Could you rewrite the records below, from the line containing "Can you spot the yellow handle" up to and including the line containing "[[57, 220], [208, 385]]", keeping every line but multiplying each x and y coordinate in the answers by 0.75 and rounding to whole numbers, with halves rounded up? Leave all other wording unchanged, and leave out the picture.

** Start Data to process **

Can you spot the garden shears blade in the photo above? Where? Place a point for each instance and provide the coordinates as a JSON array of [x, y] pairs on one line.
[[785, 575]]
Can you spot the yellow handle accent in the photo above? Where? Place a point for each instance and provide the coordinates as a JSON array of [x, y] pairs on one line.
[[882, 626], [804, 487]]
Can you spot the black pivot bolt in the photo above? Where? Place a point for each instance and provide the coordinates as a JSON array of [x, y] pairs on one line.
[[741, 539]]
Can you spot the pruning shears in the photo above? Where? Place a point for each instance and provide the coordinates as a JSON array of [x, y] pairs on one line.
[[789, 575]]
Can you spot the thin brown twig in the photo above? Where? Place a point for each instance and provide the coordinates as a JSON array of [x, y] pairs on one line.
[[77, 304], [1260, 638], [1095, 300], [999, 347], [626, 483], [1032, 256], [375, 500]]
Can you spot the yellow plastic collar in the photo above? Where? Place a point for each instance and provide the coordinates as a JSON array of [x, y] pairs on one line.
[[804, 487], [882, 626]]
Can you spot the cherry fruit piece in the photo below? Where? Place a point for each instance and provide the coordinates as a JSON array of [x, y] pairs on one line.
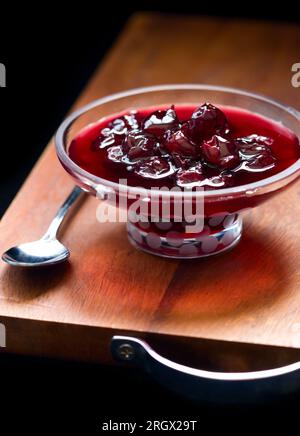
[[220, 152], [160, 121], [206, 121]]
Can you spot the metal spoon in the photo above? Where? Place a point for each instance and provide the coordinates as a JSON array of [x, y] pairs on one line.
[[47, 250]]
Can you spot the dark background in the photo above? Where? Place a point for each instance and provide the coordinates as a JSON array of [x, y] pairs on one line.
[[49, 56]]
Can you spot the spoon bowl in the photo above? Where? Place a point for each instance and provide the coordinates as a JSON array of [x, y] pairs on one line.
[[47, 250], [36, 253]]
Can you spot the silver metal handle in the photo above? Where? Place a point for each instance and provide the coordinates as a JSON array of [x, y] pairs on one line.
[[57, 220], [208, 385]]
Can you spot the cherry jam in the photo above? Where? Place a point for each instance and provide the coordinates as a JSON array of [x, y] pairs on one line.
[[185, 146]]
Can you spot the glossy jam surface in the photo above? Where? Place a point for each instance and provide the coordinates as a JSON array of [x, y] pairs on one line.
[[185, 146]]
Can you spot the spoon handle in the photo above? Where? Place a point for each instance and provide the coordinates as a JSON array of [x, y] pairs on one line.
[[57, 220]]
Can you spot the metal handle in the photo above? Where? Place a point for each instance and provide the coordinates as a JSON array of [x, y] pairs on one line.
[[208, 385], [57, 220]]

** End Data to process **

Finished exercise >>
Can you spot the yellow handle accent in the photo above? Where? Place a point for each instance and provide the coordinates as a JSON array of [x, y] pairs on one line.
[[662, 470], [603, 365]]
Can you spot the black pivot bolt in the photo above? Where? Place a point for each instance and provide the coordinates as a JSON array of [x, y] pairs on one line.
[[556, 404]]
Can you spot the pruning shears in the photo above? Where? Place a point for each instance and provide the coordinates as a JSON array of [x, y] pairs on one line.
[[592, 431]]
Can you spot the thin brown twig in the photo above? Where? Place a point for each instance and provide the coordinates as a JSON array of [x, y] pairs on one line.
[[58, 228], [945, 479], [821, 225], [749, 260], [470, 362], [774, 192], [281, 375]]
Can you spot the yellow plastic collar in the photo above? Where? Place a point for each instance and provide the coordinates as a JSON array of [x, y] pairs on one line.
[[603, 365], [662, 470]]
Can you spot the cherry fruit piece in the photo below? Where? Place a point for each instance and provide the coordinates as a JSON array of [x, y] pairs on one line.
[[165, 114], [120, 91], [155, 91]]
Can you spot the metal spoon in the photo above? Where? Place a point for each instance and provide the coordinates as a JSON array of [x, y] pairs on one line.
[[35, 188]]
Can you spot the dark background in the photo above? Where? Place a point for each instance and provide the coordinates as a JSON array of [x, y] pairs on one line.
[[37, 42]]
Can you spot the spoon bowl in the photo above? Where? Place a point for each instance and provide the coordinates as a JSON array of [x, y] pairs on one line.
[[35, 188], [27, 190]]
Can you spot the silver metal handle in the photo above? Where? Place a point for each instance and provide the coordinates as a JSON array of [x, y] pairs on one line.
[[43, 165], [156, 289]]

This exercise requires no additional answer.